WHAT IS NEEDED: When you write out the records, keep every line exactly as it is.

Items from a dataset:
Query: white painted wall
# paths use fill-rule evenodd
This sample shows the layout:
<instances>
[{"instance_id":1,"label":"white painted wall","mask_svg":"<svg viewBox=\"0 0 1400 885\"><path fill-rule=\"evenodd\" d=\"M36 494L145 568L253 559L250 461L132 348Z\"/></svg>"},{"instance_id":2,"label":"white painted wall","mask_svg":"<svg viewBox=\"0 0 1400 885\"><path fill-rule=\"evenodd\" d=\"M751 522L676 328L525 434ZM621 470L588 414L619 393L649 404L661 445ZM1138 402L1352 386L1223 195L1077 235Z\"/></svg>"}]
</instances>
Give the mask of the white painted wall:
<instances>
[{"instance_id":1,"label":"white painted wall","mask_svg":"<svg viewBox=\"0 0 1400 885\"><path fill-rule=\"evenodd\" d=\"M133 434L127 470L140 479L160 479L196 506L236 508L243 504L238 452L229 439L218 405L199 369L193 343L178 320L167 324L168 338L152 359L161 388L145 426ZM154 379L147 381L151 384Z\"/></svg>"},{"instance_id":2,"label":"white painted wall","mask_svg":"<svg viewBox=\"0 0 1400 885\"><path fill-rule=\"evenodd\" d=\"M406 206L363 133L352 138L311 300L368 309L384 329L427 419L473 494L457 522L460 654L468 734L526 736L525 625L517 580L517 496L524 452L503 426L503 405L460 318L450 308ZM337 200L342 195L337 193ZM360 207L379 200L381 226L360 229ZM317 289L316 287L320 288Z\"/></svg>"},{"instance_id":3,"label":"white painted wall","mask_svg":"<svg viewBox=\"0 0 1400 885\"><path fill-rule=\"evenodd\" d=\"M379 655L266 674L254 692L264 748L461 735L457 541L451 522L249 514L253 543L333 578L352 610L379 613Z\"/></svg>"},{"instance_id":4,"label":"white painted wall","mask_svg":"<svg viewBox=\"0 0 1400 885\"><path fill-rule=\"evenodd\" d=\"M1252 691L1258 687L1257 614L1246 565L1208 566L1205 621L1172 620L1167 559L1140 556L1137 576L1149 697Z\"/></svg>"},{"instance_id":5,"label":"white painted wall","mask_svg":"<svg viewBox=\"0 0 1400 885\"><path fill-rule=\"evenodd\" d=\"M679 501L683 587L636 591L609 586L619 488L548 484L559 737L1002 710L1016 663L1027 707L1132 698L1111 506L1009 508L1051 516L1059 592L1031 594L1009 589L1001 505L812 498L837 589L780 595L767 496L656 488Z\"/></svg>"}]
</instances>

THE ANSWER:
Query: white painted wall
# paths use fill-rule evenodd
This sample shows the layout:
<instances>
[{"instance_id":1,"label":"white painted wall","mask_svg":"<svg viewBox=\"0 0 1400 885\"><path fill-rule=\"evenodd\" d=\"M36 494L145 568L253 559L250 461L132 348Z\"/></svg>"},{"instance_id":2,"label":"white painted wall","mask_svg":"<svg viewBox=\"0 0 1400 885\"><path fill-rule=\"evenodd\" d=\"M751 522L676 328L525 434ZM621 470L588 414L619 393L649 404L661 445ZM1138 402L1352 386L1223 195L1077 235Z\"/></svg>"}]
</instances>
Give the mask of the white painted wall:
<instances>
[{"instance_id":1,"label":"white painted wall","mask_svg":"<svg viewBox=\"0 0 1400 885\"><path fill-rule=\"evenodd\" d=\"M133 434L127 470L140 479L160 479L196 506L236 508L243 504L238 452L229 439L218 405L199 369L193 343L178 320L167 324L168 338L152 359L161 388L145 426ZM154 379L147 381L151 384Z\"/></svg>"},{"instance_id":2,"label":"white painted wall","mask_svg":"<svg viewBox=\"0 0 1400 885\"><path fill-rule=\"evenodd\" d=\"M406 206L363 133L352 138L311 300L368 309L384 329L427 419L473 494L457 522L460 654L468 734L526 736L525 625L517 580L517 496L524 452L503 426L503 405L460 318L450 308ZM337 200L342 195L337 193ZM360 207L379 200L381 226L360 229ZM317 289L316 287L320 288Z\"/></svg>"},{"instance_id":3,"label":"white painted wall","mask_svg":"<svg viewBox=\"0 0 1400 885\"><path fill-rule=\"evenodd\" d=\"M379 655L266 674L254 692L264 748L461 735L457 541L451 522L249 514L253 543L333 578L352 610L379 613Z\"/></svg>"},{"instance_id":4,"label":"white painted wall","mask_svg":"<svg viewBox=\"0 0 1400 885\"><path fill-rule=\"evenodd\" d=\"M1252 691L1258 687L1257 614L1246 565L1208 566L1205 621L1172 620L1167 559L1140 556L1137 576L1149 697Z\"/></svg>"},{"instance_id":5,"label":"white painted wall","mask_svg":"<svg viewBox=\"0 0 1400 885\"><path fill-rule=\"evenodd\" d=\"M679 501L683 587L636 591L609 586L619 488L548 484L559 737L1002 710L1016 663L1027 707L1132 698L1111 506L1009 508L1051 516L1059 592L1031 594L1009 589L1001 505L812 498L837 589L780 595L767 496L656 488Z\"/></svg>"}]
</instances>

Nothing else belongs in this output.